### YOUR INSTRUCTIONS
Copy the lines that follow, keeping every character the same.

### Entries from a pointing dataset

---+---

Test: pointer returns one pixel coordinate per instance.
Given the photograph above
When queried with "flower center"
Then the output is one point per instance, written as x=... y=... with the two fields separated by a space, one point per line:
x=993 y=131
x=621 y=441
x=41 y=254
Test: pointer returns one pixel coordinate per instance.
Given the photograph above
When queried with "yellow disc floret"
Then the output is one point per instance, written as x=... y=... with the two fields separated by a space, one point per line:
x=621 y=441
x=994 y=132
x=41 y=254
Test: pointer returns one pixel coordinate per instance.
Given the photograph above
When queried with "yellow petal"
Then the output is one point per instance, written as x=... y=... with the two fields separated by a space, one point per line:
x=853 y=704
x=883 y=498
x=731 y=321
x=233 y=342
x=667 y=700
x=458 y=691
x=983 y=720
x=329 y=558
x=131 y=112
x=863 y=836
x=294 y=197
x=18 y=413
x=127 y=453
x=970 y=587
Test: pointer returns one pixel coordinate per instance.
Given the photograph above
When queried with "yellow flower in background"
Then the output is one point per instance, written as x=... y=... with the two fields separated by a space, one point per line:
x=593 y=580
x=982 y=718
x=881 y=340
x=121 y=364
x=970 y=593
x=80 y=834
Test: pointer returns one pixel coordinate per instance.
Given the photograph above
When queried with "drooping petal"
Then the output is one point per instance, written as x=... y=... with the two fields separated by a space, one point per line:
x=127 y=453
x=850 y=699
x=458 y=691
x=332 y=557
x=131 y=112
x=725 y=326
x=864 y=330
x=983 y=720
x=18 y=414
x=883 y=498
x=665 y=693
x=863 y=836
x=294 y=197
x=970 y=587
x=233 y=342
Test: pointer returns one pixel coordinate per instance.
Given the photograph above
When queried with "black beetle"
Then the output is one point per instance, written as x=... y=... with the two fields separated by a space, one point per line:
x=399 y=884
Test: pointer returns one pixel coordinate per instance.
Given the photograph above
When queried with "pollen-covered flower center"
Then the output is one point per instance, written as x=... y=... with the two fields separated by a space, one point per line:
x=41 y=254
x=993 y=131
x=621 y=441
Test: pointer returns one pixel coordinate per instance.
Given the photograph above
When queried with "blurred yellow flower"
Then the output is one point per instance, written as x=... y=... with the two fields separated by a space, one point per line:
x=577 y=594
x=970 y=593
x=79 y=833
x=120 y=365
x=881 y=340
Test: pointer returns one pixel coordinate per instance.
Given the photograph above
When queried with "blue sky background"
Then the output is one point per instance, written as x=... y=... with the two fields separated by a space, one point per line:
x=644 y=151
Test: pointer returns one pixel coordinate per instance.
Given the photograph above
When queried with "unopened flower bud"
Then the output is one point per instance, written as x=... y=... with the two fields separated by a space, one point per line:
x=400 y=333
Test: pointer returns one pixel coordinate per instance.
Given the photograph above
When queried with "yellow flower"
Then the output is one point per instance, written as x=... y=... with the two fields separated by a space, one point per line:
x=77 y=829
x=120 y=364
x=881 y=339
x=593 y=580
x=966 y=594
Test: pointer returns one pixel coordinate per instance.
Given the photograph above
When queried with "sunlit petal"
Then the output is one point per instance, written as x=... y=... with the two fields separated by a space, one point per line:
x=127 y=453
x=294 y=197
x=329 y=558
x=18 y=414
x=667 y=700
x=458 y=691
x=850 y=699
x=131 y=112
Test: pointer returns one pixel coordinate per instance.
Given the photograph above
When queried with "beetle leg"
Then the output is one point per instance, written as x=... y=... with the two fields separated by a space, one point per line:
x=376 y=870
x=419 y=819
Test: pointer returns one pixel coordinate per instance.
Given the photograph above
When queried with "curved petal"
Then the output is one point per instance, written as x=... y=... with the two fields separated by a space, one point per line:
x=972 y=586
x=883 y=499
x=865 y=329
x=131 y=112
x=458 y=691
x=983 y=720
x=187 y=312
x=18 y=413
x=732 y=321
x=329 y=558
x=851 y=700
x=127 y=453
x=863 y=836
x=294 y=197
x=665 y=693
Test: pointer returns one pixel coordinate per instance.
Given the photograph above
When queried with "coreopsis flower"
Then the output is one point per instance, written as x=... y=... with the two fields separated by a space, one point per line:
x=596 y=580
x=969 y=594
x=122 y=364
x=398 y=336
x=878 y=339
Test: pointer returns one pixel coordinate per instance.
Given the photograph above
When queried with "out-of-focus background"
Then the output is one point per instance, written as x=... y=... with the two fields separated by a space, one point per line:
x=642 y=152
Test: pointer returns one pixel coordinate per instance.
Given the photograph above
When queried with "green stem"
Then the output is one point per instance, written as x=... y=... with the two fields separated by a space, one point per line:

---+---

### OUTPUT BELOW
Test: pointer returns one pixel coordinate per instance.
Given the photograph above
When queried with "flower center"
Then the output is one point per instance, written as x=... y=... with the two fields separated by a space, one point per line:
x=993 y=131
x=621 y=441
x=41 y=254
Test: pointer returns one pixel coordinate per instance.
Given the photograph above
When queried with "yellow disc floret"
Then the output is one point per instance, written as x=... y=... with the two fields separated by a space, one point per line:
x=621 y=441
x=994 y=132
x=41 y=254
Test: pointer returns one pixel coordinate per instance.
Given the photograph above
When queried with "yellow petal"
Then the output is one point per instance, written as x=... y=... with the two fields separated by a space, one point per line:
x=853 y=704
x=883 y=498
x=731 y=321
x=233 y=342
x=667 y=700
x=458 y=691
x=983 y=720
x=329 y=558
x=131 y=112
x=863 y=836
x=294 y=197
x=18 y=413
x=127 y=453
x=970 y=587
Test: pointer returns one pixel coordinate per instance.
Given the photograph above
When queried with "yellow flower in background"
Then the output is one point per instance, written as x=... y=... with the two fields separated by a space, one point per line:
x=593 y=580
x=982 y=718
x=881 y=340
x=121 y=364
x=970 y=593
x=80 y=834
Test: pointer returns one pixel coordinate per instance.
Given the photograph above
When queried with "drooping petal"
Then the output is one point per instance, written as x=... y=... with the two fields separated by a space, one point per line:
x=127 y=453
x=850 y=699
x=458 y=691
x=332 y=557
x=131 y=112
x=725 y=326
x=864 y=330
x=983 y=720
x=18 y=414
x=883 y=498
x=665 y=693
x=863 y=836
x=294 y=197
x=970 y=587
x=233 y=342
Test: pointer returns one pixel coordinate per instance.
Given the photograph above
When queried with "black beetle"
Then the output is one point per instance, written as x=... y=... with the two fields separated by a space, one point per line:
x=399 y=884
Test: pointer returns one pixel coordinate per instance.
Given the photograph above
When queried with "pollen-covered flower center"
Then the output is one point per instance, written as x=... y=... with the two fields separated by a space, one point per line:
x=41 y=254
x=993 y=131
x=621 y=441
Test: pointer returns one pixel coordinate per instance.
Given the photograph above
When queried with "blurred yellow flower"
Then the output is one point per instance, written as x=... y=... with the two fields separated by a space, one point per line:
x=577 y=594
x=970 y=593
x=79 y=833
x=120 y=365
x=881 y=340
Test: pointer returns one pixel coordinate per instance.
Given the photograph above
When queried with "blue sky background"
Then the output is one point per instance, written as x=... y=... with the two fields separated by a space, one point per line:
x=644 y=151
Test: pointer returns one pixel coordinate per instance.
Given the photograph above
When queried with "unopened flower bud"
Then the output is one point per instance, written as x=... y=... with the two fields separated by a space, one point per line:
x=400 y=333
Test: pointer returns one pixel coordinate per instance.
Given the photograph above
When queried with "yellow flower"
Then the output is one point per instance, written as x=... y=... with the two fields separated by a space, one point per line:
x=77 y=829
x=120 y=364
x=881 y=339
x=593 y=580
x=966 y=594
Test: pointer returns one pixel coordinate per instance.
Given the photograph above
When queried with "sunlit petal"
Then the output is one point per instance, written as x=... y=... with the two fields separated by a space, one point per line:
x=127 y=453
x=294 y=197
x=329 y=558
x=18 y=414
x=667 y=700
x=458 y=691
x=850 y=699
x=131 y=112
Test: pointer returns one pixel coordinate per instance.
Given the photograph above
When queried with "beetle leg"
Then the output is one point per instance, written as x=... y=... with the two fields separated by a space, one point per line:
x=376 y=870
x=419 y=819
Test: pointer returns one pixel coordinate per instance.
Given the photograph above
When queried with "curved petal"
Then the output is one point per instance, written as x=... y=... with the two fields separated by a space, one point per line:
x=972 y=586
x=883 y=499
x=865 y=329
x=131 y=112
x=458 y=691
x=983 y=720
x=187 y=312
x=18 y=413
x=732 y=321
x=329 y=558
x=851 y=700
x=127 y=453
x=863 y=836
x=294 y=197
x=665 y=693
Test: pointer returns one pixel coordinate per instance.
Given the photograph above
When queried with "coreopsis flower"
Then the output is one point per instance, written as x=... y=... with the two fields separated by a space, one point per line:
x=596 y=580
x=969 y=594
x=122 y=364
x=398 y=336
x=878 y=339
Test: pointer returns one pixel coordinate per instance.
Given the photograph above
When queried with "out-of-focus background"
Then the output is one point per instance, written as x=... y=... with the two fields separated by a space, one point per line:
x=642 y=152
Test: pointer returns one pixel coordinate per instance.
Given the photograph above
When queried with "green stem"
Then the output is one point per instance, written as x=... y=... with the two fields separated by a space, one point per line:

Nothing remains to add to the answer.